** Start of Selected extract **

I've always been talking about market value.  That's the only one
with a monetary association.

> >The sold-at price and its market value aren't related?  Huh?
> 
> In a pool of 150,000 potential transactions, one sale represents .00067
> percent of the total, which I consider mathematically insignificant.
> (Admittedly this is overly simplistic because one camera can change hands
> many times, making the limit virtually infinite.  1/infinity is virtually
> zero.  QED. (-:)

Then, you are saying that ALL sales prices are not significant because
*every* single one of those 150,000 cameras were  only 1/150,000 th
of the total.  That's like saying "why bother voting, my vote isn't
significant".  Truth is that each camera sale is no less significant than
any other camera's sale, and therefore is at least tied for the MOST
significant camera sale.  The price set in a single transaction
defines the market price for that camera "there and then", even if
its statistical contribution to a larger marketbase is small.

> You're attributing the motivations of my hypothetical buyers to a
> hypothetical seller.   I think any reasonable person would accept that
> the motivations of a buyer and seller are somewhat different.  Perhaps
> even diametrically opposed. :-)

So is the "value" (intrinsic or market, your choice) that of the buyer
or the seller?  And if they are different, which is "correct"?

Doesn't the mutually agreed upon sales price define the "correct"
value?

Mike K.

"P.S." --

With a bit of further thought, I think I can maybe resolve the
conversation, or at least maybe get across what my madness is.

I think it's the definition of "market".  Specificially, its
size, it's geographic location, its timeline.  One might have
forsale-3D as a "market".  One may have Detroit as one's market.
One may have the nation as a market.  One may have Dalia's mailing
list as a "market".  One may have one's local camera shows as
a market.  Ditto for Christie's mailing list, etc.  Each of
these physical locations will have different prices for the
same goods (Bangkok too).

If someone asks, "what's the market value for my realist".  Rather
than giving some number, there needs to be asked another question.

** End of Selected extract **

▶ **Goal**
Decide whether each statement below agrees with the post on market value, answering yes or no and quoting the deciding words from the post.
1. The writer holds that the price set in a single transaction defines the market price for that camera at that time and place.
2. The writer names Detroit as one possible market.
3. The writer says the listed physical locations will all have the same prices for the same goods.

** Start of Given entries **

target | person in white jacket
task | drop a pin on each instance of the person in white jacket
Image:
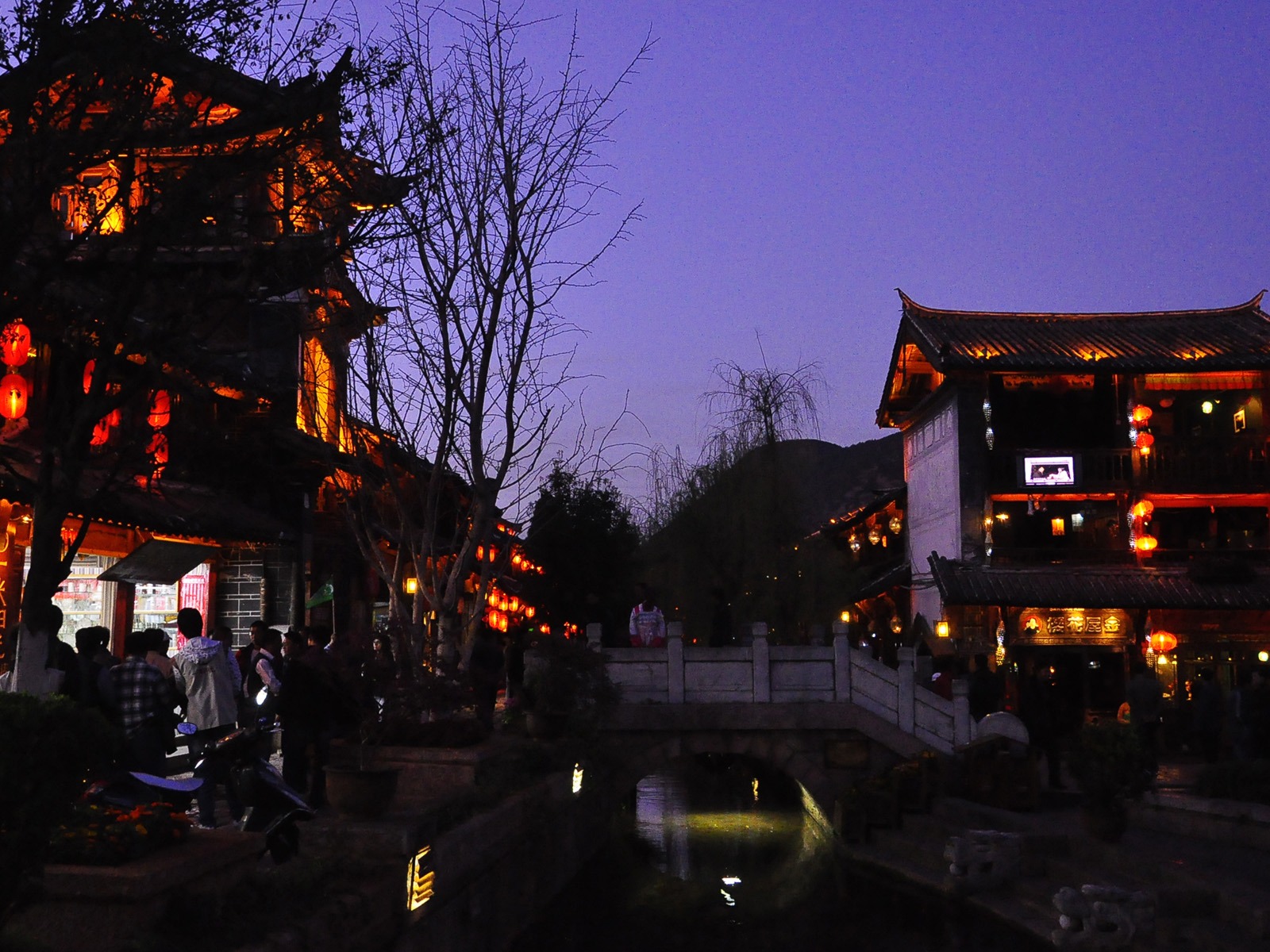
(203, 673)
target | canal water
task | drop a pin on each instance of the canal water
(723, 854)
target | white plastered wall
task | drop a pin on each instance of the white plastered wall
(933, 501)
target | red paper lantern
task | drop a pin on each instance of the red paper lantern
(158, 450)
(160, 409)
(16, 344)
(14, 393)
(102, 432)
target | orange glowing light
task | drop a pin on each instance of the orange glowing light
(14, 393)
(160, 409)
(102, 432)
(16, 344)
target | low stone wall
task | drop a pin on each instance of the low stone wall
(107, 908)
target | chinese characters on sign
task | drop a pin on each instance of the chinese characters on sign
(1073, 626)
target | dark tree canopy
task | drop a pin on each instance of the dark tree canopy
(583, 536)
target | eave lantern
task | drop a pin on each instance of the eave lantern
(14, 393)
(16, 344)
(160, 409)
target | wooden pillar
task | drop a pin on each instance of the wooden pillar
(761, 658)
(675, 662)
(906, 704)
(841, 663)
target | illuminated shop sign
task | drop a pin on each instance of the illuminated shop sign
(1073, 626)
(1049, 471)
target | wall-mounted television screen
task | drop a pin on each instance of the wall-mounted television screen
(1049, 471)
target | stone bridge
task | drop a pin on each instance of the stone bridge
(825, 715)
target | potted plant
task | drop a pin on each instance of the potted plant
(567, 687)
(1110, 767)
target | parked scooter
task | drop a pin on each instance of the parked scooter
(271, 805)
(130, 789)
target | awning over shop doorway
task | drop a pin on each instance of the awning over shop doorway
(159, 562)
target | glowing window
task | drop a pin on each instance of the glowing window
(315, 413)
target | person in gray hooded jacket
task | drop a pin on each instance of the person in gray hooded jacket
(202, 672)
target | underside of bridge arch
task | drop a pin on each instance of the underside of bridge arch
(826, 766)
(825, 747)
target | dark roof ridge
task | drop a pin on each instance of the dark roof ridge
(912, 306)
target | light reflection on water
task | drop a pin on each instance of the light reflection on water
(722, 835)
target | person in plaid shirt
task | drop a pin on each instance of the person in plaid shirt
(143, 704)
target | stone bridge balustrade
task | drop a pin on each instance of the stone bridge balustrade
(789, 674)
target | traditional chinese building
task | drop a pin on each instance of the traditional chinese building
(1089, 488)
(177, 321)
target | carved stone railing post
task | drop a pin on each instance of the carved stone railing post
(675, 662)
(762, 664)
(905, 712)
(962, 723)
(841, 663)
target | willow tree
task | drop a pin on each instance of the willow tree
(469, 378)
(727, 530)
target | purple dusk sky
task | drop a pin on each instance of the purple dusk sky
(799, 162)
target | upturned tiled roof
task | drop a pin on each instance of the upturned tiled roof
(1219, 340)
(1094, 587)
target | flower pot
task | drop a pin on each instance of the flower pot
(361, 793)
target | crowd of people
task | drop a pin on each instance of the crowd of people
(306, 683)
(1200, 720)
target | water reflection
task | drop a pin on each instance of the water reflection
(732, 827)
(725, 854)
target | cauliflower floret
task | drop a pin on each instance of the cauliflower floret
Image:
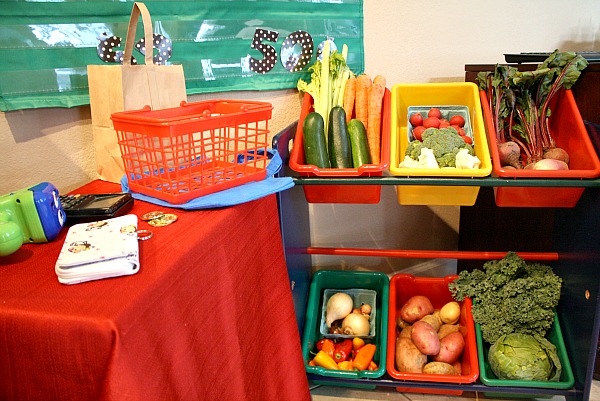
(425, 160)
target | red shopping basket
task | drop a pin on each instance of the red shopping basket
(181, 153)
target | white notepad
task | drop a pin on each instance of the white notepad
(97, 250)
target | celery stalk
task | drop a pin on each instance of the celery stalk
(325, 92)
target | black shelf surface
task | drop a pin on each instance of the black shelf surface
(387, 381)
(439, 181)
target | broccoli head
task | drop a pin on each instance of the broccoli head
(442, 141)
(445, 144)
(414, 149)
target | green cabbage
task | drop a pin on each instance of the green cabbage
(519, 356)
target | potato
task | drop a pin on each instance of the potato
(446, 329)
(408, 357)
(451, 347)
(406, 332)
(401, 323)
(439, 368)
(425, 338)
(432, 320)
(415, 308)
(450, 312)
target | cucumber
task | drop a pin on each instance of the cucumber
(340, 152)
(315, 148)
(358, 143)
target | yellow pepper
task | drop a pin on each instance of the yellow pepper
(325, 361)
(346, 365)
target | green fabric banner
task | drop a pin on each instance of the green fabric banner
(45, 46)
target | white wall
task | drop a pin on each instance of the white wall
(405, 41)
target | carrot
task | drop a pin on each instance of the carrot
(379, 79)
(374, 126)
(349, 95)
(361, 103)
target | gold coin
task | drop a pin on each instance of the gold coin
(162, 221)
(169, 217)
(152, 215)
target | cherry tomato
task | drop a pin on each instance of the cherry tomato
(458, 129)
(416, 119)
(431, 122)
(434, 112)
(457, 120)
(418, 132)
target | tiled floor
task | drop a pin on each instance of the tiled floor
(331, 393)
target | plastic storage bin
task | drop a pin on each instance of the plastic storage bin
(369, 194)
(487, 377)
(436, 94)
(346, 280)
(569, 132)
(404, 286)
(182, 153)
(359, 297)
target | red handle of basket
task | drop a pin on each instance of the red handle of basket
(139, 8)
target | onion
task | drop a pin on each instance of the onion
(339, 306)
(356, 325)
(550, 164)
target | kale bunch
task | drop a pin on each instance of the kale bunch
(510, 296)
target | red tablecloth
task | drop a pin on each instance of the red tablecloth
(209, 316)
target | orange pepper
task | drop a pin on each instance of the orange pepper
(345, 365)
(328, 346)
(357, 343)
(364, 356)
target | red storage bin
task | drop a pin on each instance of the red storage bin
(341, 193)
(569, 132)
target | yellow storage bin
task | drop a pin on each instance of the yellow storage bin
(436, 94)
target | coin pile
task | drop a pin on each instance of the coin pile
(159, 219)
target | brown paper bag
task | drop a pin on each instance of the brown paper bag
(119, 87)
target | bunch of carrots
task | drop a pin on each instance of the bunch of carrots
(364, 97)
(348, 354)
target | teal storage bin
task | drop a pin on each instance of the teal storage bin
(345, 280)
(487, 377)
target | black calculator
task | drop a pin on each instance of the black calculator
(84, 208)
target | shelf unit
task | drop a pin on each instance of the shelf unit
(574, 254)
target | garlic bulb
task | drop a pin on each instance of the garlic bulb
(339, 306)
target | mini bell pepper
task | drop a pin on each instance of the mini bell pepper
(342, 351)
(357, 343)
(364, 356)
(328, 347)
(325, 361)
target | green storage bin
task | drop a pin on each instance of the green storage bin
(487, 377)
(345, 280)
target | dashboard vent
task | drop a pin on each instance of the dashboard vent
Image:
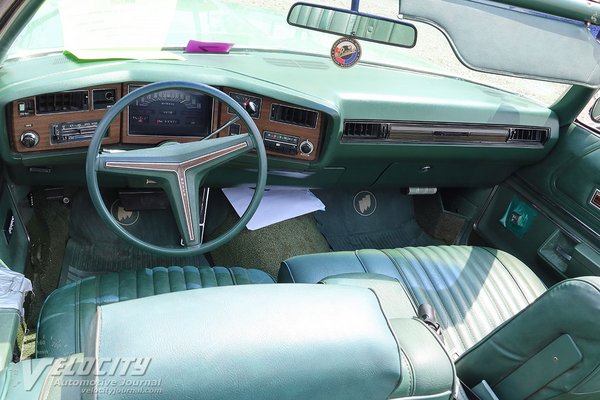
(60, 102)
(294, 116)
(366, 130)
(528, 135)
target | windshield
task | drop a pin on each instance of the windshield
(151, 25)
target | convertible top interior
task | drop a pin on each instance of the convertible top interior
(409, 209)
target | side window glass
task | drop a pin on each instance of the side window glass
(588, 111)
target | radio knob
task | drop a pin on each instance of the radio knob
(29, 139)
(306, 147)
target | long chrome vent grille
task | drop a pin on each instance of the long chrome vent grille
(531, 135)
(423, 132)
(294, 116)
(60, 102)
(366, 130)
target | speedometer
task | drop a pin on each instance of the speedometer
(170, 113)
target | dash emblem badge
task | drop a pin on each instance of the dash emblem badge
(345, 52)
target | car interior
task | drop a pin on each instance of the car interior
(430, 236)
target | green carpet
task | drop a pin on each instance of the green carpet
(94, 249)
(388, 220)
(265, 248)
(48, 232)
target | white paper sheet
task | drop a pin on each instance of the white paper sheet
(278, 204)
(13, 288)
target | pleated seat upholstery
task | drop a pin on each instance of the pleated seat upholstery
(472, 289)
(66, 315)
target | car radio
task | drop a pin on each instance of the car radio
(72, 131)
(281, 143)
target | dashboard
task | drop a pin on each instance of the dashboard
(68, 119)
(365, 126)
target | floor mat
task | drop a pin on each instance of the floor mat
(265, 248)
(93, 249)
(375, 219)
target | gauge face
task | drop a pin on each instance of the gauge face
(171, 113)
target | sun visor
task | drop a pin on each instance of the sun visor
(493, 37)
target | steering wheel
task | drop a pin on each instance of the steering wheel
(179, 169)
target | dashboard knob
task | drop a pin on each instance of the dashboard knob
(252, 108)
(306, 147)
(29, 139)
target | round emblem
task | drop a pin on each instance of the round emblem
(365, 203)
(345, 52)
(123, 216)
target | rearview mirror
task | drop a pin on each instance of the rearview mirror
(350, 23)
(595, 111)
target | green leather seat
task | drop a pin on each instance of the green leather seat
(472, 289)
(66, 315)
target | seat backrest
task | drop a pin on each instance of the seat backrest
(267, 342)
(551, 349)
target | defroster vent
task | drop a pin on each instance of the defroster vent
(60, 102)
(366, 130)
(294, 116)
(528, 135)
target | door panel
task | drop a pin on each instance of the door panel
(564, 232)
(570, 175)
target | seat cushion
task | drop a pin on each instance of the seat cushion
(68, 311)
(472, 289)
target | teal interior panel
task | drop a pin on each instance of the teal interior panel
(14, 240)
(569, 176)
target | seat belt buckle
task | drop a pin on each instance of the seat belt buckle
(426, 313)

** End of Given entries **

▶ **The response**
1. Yes: "The price set in a single transaction defines the market price for that camera"
2. Yes: "One may have Detroit as one's market."
3. No: "Each of these physical locations will have different prices for the same goods"